**存储记录:**

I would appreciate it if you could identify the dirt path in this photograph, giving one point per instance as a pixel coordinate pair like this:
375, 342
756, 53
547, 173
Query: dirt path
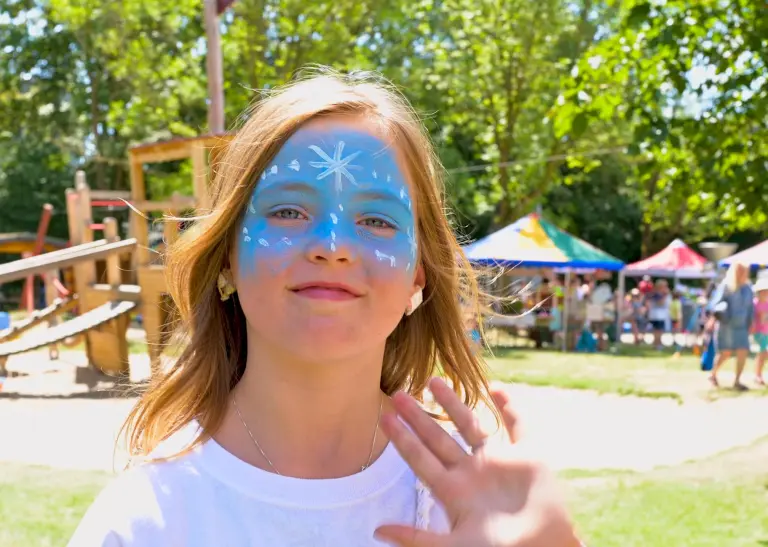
51, 419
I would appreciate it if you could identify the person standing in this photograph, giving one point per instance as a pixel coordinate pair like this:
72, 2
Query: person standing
760, 327
735, 312
659, 301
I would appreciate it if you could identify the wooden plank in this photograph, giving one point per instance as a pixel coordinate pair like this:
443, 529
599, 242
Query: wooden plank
46, 262
121, 292
182, 202
78, 325
110, 194
60, 305
160, 153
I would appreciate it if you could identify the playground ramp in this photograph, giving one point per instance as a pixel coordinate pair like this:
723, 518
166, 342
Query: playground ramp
82, 323
59, 306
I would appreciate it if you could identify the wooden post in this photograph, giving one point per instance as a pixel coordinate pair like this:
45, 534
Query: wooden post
73, 220
113, 261
139, 225
200, 176
50, 298
171, 226
86, 272
214, 68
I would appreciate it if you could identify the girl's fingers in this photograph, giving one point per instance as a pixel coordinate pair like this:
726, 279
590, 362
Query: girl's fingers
508, 416
432, 435
423, 462
465, 420
405, 536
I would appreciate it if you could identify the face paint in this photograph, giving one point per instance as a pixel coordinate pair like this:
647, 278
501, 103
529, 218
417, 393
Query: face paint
340, 189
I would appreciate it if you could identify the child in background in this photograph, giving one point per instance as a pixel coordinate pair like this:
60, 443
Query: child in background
760, 327
676, 318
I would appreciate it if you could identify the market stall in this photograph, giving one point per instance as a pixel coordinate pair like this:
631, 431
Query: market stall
532, 242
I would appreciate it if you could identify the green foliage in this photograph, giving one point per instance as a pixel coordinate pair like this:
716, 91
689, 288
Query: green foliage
630, 121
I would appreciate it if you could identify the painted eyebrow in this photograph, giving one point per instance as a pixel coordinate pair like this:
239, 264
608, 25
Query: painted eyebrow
286, 187
382, 195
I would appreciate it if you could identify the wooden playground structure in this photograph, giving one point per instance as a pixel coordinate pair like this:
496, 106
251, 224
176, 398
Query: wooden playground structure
110, 277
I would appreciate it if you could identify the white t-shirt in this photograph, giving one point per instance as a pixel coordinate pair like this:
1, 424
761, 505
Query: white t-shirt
208, 497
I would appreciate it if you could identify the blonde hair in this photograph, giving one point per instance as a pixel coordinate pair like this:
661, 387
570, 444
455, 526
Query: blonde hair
197, 386
731, 276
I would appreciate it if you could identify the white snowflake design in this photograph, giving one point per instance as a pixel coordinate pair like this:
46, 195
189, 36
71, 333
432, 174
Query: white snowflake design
336, 165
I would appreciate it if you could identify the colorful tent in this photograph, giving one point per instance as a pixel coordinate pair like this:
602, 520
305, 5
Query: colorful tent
756, 256
675, 260
534, 242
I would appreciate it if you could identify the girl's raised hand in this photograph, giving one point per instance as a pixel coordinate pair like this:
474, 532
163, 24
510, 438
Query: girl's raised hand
493, 498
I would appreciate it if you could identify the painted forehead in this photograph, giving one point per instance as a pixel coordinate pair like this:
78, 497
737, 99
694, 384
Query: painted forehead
345, 158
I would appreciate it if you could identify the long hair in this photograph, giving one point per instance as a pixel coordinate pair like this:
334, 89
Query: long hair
433, 340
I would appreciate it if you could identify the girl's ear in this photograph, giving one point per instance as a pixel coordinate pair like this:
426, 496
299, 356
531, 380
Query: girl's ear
420, 279
417, 294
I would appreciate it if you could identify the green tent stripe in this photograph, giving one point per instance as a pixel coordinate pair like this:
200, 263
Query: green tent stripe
574, 248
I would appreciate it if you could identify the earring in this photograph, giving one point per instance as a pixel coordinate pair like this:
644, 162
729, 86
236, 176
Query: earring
226, 289
416, 300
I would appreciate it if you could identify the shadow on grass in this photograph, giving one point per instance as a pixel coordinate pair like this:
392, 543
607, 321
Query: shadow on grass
588, 384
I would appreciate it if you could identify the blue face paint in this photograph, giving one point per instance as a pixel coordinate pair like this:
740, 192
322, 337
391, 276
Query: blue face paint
332, 188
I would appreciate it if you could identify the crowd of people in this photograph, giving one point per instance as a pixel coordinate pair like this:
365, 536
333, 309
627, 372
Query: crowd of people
653, 305
725, 320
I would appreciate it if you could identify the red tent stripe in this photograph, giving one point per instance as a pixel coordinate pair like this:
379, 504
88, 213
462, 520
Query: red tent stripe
675, 256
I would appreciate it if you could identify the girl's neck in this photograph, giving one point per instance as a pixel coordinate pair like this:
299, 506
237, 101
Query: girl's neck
311, 420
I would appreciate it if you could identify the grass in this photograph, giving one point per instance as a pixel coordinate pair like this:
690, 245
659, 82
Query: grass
717, 502
41, 506
630, 370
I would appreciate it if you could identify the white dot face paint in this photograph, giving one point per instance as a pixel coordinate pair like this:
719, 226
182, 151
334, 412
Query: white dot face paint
382, 256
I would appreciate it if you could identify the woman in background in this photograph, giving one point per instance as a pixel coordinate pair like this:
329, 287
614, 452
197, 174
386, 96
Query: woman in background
735, 311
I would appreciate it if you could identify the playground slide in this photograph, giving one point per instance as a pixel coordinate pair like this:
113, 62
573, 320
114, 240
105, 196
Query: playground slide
80, 324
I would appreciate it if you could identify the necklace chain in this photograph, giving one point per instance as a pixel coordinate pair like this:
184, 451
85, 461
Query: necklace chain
256, 443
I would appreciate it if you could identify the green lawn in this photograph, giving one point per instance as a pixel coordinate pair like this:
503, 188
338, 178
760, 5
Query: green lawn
720, 502
41, 507
629, 370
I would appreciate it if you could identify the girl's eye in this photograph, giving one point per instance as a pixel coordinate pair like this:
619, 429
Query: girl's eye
287, 214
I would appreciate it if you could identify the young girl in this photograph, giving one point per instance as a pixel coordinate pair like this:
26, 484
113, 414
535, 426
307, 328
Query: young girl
319, 297
760, 327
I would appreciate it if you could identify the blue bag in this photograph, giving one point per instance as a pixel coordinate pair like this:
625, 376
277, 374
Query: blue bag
708, 357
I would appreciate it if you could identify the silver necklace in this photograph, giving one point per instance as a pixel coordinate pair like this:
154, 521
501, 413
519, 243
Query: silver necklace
256, 443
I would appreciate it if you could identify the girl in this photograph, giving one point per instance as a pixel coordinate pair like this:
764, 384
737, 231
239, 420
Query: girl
319, 297
658, 310
760, 327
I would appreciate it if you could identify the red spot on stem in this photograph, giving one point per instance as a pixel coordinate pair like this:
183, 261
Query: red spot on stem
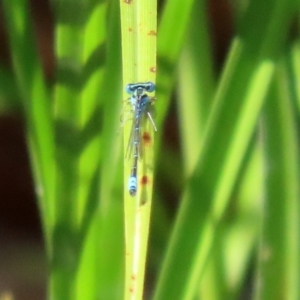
153, 69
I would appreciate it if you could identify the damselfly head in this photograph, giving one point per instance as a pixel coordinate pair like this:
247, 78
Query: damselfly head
140, 88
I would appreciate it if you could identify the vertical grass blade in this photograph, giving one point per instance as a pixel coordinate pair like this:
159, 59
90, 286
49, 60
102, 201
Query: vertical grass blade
138, 24
238, 102
36, 105
280, 245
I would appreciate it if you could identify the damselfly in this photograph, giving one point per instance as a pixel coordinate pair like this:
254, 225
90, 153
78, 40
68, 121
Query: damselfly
140, 103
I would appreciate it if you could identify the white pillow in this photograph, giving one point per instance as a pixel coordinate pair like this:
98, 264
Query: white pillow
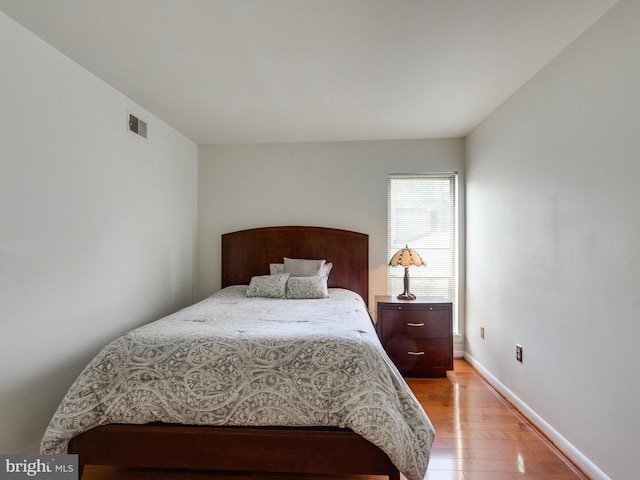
307, 287
276, 268
297, 267
270, 286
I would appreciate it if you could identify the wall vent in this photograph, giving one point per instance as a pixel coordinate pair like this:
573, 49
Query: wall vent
137, 126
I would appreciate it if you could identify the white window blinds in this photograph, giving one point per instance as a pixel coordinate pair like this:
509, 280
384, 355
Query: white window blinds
422, 214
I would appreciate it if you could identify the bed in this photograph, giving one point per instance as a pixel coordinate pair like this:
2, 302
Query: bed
122, 409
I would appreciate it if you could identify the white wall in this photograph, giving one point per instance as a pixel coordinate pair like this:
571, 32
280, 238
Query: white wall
97, 226
553, 258
339, 185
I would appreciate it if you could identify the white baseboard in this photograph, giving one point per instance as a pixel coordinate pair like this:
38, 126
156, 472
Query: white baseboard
575, 455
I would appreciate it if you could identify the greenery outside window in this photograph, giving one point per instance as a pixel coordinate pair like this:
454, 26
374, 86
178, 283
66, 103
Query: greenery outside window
422, 213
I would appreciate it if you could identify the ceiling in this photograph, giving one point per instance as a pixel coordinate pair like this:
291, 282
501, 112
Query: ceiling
255, 71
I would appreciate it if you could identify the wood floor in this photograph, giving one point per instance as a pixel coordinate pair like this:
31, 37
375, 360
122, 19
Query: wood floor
479, 436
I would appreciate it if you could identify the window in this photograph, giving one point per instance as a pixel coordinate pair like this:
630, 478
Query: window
422, 214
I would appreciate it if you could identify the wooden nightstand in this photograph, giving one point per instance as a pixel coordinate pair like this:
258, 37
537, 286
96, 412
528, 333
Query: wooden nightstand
417, 334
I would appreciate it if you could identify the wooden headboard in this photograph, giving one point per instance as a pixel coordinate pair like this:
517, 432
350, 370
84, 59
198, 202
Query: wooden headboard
249, 252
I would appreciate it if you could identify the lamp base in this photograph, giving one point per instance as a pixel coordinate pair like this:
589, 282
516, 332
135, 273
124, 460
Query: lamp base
406, 296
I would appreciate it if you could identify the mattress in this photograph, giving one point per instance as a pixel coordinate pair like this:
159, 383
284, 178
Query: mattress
238, 361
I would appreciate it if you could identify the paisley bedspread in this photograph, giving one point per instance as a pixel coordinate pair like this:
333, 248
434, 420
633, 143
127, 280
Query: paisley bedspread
234, 360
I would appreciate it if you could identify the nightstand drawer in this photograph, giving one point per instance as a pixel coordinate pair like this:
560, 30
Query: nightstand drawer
416, 323
430, 357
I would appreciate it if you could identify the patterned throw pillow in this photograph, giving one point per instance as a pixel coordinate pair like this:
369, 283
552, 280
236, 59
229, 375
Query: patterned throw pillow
270, 286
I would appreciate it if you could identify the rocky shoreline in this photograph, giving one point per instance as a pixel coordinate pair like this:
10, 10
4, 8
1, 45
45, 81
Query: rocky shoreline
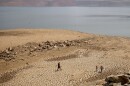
31, 47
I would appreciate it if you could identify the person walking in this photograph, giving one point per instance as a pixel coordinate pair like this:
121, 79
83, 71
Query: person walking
101, 68
96, 68
58, 66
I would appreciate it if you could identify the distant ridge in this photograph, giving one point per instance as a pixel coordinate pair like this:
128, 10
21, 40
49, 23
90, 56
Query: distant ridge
42, 3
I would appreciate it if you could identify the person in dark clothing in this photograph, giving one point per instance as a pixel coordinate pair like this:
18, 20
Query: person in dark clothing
96, 68
101, 68
58, 66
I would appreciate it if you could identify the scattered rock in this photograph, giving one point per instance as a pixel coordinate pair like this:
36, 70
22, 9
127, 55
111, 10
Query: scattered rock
118, 80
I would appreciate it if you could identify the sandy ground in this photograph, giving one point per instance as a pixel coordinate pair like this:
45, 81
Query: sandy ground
113, 53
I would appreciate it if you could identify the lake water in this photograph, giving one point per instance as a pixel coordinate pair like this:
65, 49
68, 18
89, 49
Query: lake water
97, 20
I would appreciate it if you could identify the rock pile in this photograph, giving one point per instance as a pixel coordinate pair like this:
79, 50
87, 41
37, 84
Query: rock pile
118, 80
31, 47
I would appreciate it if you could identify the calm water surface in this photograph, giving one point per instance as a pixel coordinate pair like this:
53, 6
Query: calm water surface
98, 20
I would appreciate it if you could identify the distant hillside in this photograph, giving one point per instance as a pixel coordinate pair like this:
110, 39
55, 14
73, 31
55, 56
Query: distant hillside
65, 3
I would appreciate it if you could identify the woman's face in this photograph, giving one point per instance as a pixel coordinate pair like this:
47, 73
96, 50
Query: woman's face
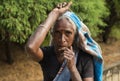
63, 34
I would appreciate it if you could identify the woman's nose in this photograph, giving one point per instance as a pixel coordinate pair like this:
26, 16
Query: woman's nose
62, 38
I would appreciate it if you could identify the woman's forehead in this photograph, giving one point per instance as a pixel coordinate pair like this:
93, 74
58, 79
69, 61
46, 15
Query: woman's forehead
64, 23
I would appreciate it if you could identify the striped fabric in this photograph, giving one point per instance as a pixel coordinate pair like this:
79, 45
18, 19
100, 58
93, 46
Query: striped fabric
88, 45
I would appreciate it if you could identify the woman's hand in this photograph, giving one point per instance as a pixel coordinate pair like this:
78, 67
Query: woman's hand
69, 56
62, 7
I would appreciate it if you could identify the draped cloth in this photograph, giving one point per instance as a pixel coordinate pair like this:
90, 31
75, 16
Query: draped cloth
88, 45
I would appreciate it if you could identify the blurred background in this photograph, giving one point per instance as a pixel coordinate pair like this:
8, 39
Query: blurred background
19, 19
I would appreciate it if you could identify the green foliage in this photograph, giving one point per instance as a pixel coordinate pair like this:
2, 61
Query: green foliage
92, 13
21, 17
117, 7
115, 32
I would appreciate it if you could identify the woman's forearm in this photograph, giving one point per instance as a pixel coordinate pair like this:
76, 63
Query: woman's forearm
39, 35
75, 76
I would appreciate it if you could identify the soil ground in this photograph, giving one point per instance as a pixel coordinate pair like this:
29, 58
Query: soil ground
25, 69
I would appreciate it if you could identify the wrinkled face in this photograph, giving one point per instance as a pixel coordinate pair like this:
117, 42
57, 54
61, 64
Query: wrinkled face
63, 34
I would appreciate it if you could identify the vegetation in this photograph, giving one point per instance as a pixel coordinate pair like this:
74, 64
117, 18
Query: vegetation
19, 18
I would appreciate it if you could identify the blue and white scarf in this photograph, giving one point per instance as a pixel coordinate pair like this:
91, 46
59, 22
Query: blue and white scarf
88, 45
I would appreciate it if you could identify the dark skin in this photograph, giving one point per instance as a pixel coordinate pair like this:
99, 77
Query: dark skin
63, 36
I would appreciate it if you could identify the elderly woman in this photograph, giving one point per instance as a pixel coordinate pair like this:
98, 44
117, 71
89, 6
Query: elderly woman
71, 55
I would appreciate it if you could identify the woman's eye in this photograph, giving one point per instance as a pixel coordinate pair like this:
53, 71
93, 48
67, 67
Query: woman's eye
68, 32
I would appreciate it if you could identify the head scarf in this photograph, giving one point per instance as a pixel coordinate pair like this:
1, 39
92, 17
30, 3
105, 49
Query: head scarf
88, 45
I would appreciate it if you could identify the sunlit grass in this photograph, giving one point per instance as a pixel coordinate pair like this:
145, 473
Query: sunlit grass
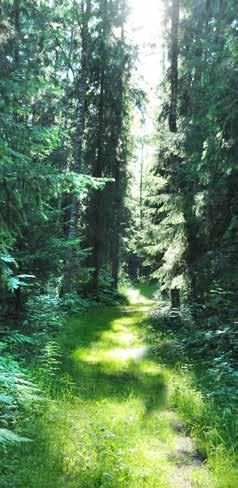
110, 424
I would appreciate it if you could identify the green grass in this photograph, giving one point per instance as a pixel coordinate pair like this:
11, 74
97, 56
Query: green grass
110, 423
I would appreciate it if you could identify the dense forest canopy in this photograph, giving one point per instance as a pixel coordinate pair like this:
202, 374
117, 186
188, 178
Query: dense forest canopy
76, 222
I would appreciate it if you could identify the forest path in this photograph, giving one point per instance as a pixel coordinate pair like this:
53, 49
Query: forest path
123, 429
111, 424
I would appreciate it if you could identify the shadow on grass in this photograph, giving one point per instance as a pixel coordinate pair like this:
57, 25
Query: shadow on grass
97, 380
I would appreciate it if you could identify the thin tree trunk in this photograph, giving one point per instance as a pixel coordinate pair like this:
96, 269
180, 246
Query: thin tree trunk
80, 116
17, 30
174, 65
82, 87
97, 237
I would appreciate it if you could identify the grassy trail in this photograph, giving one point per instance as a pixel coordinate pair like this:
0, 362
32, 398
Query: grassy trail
110, 425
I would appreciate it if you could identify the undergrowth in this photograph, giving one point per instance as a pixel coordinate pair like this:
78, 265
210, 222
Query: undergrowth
203, 384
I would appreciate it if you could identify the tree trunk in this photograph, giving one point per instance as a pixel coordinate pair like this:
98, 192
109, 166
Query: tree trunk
80, 115
82, 87
17, 30
174, 65
175, 298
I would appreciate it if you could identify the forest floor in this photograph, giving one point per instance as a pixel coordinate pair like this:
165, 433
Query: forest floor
110, 424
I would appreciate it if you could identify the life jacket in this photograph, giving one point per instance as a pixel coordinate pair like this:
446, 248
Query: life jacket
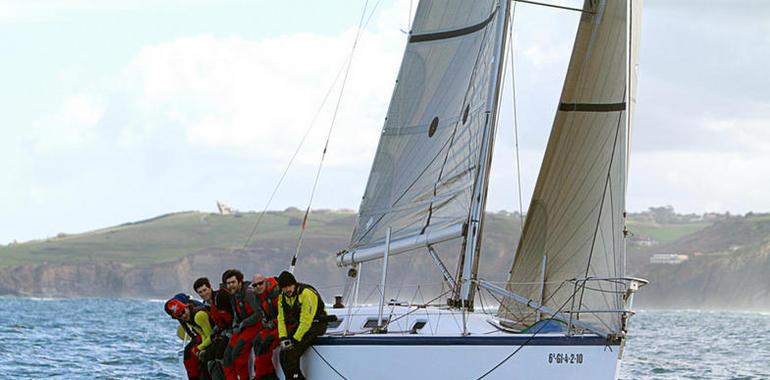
241, 308
291, 312
186, 299
190, 326
268, 300
220, 310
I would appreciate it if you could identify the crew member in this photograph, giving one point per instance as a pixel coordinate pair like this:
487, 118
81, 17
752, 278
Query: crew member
193, 323
301, 319
220, 312
246, 315
267, 292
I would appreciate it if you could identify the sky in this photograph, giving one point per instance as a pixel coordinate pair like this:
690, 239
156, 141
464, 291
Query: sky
115, 111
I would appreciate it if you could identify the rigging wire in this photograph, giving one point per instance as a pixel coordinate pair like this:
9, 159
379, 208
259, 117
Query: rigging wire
296, 153
515, 117
312, 124
303, 228
518, 349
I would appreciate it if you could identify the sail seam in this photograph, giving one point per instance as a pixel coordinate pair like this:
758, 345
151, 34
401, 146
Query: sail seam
452, 33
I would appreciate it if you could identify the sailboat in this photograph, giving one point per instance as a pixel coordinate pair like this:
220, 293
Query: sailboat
564, 311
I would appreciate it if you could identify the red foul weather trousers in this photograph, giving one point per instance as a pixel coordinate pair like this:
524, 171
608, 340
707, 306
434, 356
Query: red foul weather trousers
239, 348
191, 362
264, 344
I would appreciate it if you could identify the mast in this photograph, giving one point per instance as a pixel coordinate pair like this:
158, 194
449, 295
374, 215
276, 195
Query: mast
472, 246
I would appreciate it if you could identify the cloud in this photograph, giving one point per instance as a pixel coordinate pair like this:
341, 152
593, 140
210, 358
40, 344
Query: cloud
257, 98
25, 10
698, 182
71, 127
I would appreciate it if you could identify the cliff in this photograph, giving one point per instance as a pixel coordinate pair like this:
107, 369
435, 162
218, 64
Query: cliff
727, 268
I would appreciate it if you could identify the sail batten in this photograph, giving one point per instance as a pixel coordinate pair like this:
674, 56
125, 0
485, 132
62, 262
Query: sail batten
575, 219
428, 156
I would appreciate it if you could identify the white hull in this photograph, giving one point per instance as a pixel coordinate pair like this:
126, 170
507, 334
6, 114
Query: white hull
487, 353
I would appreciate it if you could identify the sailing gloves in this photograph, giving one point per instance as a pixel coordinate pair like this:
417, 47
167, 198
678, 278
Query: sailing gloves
287, 344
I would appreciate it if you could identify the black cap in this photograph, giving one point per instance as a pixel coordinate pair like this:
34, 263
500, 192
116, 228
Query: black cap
285, 279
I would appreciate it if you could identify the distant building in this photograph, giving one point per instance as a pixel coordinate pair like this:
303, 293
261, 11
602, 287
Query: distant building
668, 258
225, 210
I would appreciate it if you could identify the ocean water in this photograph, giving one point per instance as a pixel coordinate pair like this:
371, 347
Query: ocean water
126, 339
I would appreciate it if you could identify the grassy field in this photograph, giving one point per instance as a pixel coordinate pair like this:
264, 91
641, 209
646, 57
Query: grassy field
170, 237
664, 232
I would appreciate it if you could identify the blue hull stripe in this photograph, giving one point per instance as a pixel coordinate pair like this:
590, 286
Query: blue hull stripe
513, 340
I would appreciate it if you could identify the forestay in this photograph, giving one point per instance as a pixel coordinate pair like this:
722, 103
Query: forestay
428, 156
576, 216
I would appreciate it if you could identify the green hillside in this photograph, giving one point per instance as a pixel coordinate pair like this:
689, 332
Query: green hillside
172, 236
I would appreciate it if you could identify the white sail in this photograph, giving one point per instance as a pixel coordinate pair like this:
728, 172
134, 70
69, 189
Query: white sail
575, 223
429, 152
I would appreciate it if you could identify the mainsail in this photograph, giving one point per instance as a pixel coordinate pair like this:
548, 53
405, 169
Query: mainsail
429, 156
575, 223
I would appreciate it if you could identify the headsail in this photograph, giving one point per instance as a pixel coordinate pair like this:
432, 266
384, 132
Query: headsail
575, 222
428, 158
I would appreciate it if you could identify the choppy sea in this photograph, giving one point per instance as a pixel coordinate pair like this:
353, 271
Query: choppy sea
133, 339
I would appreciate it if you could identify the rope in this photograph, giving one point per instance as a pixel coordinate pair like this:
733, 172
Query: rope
516, 351
346, 63
306, 217
329, 364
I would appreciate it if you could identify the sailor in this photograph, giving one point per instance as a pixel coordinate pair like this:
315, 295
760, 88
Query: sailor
220, 312
246, 315
194, 324
301, 319
266, 342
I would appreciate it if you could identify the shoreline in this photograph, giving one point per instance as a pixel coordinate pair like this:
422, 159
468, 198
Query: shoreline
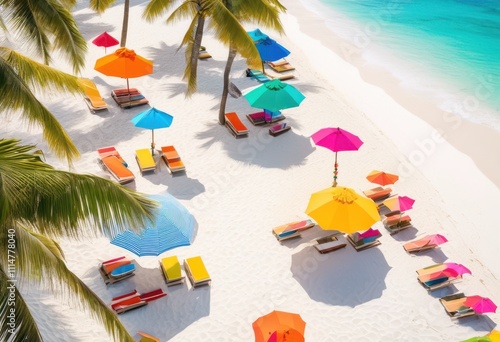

**目标:** 把上面记录里含有“throw”这个词的每一行都挑出来，整行照抄。大小写不同的不算。

**回答:**
I would appreciate it if you could identify the patterned throw pillow in this photograph, giving one point per instance as a pixel coordinate pair like this:
Query: patterned throw pillow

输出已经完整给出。